Written instruction A
Using the post on Harvard's president below, decide whether each statement agrees with it: (i) Faust attended Harvard before she led it; (ii) Faust plans to step down at the close of her eleventh year as president; (iii) four of the eight Ivy League presidents are women. Answer yes or no for each and quote the deciding words.
Written instruction B
Resume the post on Harvard's president stepping down from the point where it stops, keeping its voice.

Text shown
Harvard President

President of Harvard, Harvard University President, Harvard College President

Harvard’s president recently announced that she intends to resign at the end of next year.

As we wrote yesterday about the presidents of the eight Ivy League universities — and how four of these presidents happen to be female — we figured we’d report on the announced resignation of Harvard’s first female president, Drew Gilpin Faust. Faust recently announced that she intends to step down from the top spot at Harvard at the end of next year, at the culmination of her eleventh year leading the elite institution. For those who may have forgotten, Faust succeeded Larry Summers as Harvard’s president, a man who despicably — and erroneously — suggested that women may lack an intrinsic aptitude for math and science. And while Summers would issue an apology to the Harvard community in the wake of his incendiary comments, it was only fitting that a woman would succeed him. The first in Harvard’s storied history.

As reports Stephanie Saul for “The New York Times” in a piece about the Harvard president’s intended resignation, “Dr. Faust, a well-liked historian known for her scholarship on the American South, was appointed in 2007 after a turbulent period in which her predecessor, Lawrence H. Summers, an economist and former Treasury secretary, alienated significant portions of the faculty. The gracious Dr. Faust, in some ways an unlikely choice to lead the university because she did not attend Harvard, was viewed as the antidote to Dr. Summers’s pugnacious style. Moreover, the selection of a woman — after Dr. Summers’s controversial suggestion that women might lack an aptitude for science and math — appeared to usher in a new era.

Raw data
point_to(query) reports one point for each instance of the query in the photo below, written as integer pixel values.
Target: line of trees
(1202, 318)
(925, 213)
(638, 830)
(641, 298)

...

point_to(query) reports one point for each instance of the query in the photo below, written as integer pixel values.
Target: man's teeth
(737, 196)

* * *

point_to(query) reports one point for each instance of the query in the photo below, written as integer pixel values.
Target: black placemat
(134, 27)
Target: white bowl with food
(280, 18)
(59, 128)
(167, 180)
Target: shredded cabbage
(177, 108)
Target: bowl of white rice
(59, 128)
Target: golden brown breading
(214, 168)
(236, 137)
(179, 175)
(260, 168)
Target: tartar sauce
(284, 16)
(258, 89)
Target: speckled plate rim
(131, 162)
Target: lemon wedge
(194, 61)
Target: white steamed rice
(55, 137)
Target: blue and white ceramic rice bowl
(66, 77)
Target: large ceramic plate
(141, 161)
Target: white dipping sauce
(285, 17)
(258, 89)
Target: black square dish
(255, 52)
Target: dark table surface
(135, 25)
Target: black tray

Written response A
(i) No: "because she did not attend Harvard"
(ii) Yes: "at the culmination of her eleventh year leading the elite institution"
(iii) Yes: "how four of these presidents happen to be female"

Written response B
The piece goes on, “Indeed, Dr. Faust is credited with increasing the university’s ethnic and economic diversity, partly by expanding its financial aid program. Harvard, founded in 1636 and once considered an institution only for the elite, remains tilted toward the wealthy, including many children of alumni. But one in five undergraduates today comes from a family with income below $65,000 a year, and those students attend free, according to the university. The percentage of students who identify as African-American grew modestly during Dr. Faust’s tenure, to 10 percent from 8 percent, according to Harvard data. The percentage of Latino students also increased.”

It will be interesting to see who Harvard selects as its next leader. Here’s hoping this leader continues in shaping the grand vision of Dr. Faust — a Harvard University that is more open and more inclusive to people of all backgrounds no matter their ability to pay.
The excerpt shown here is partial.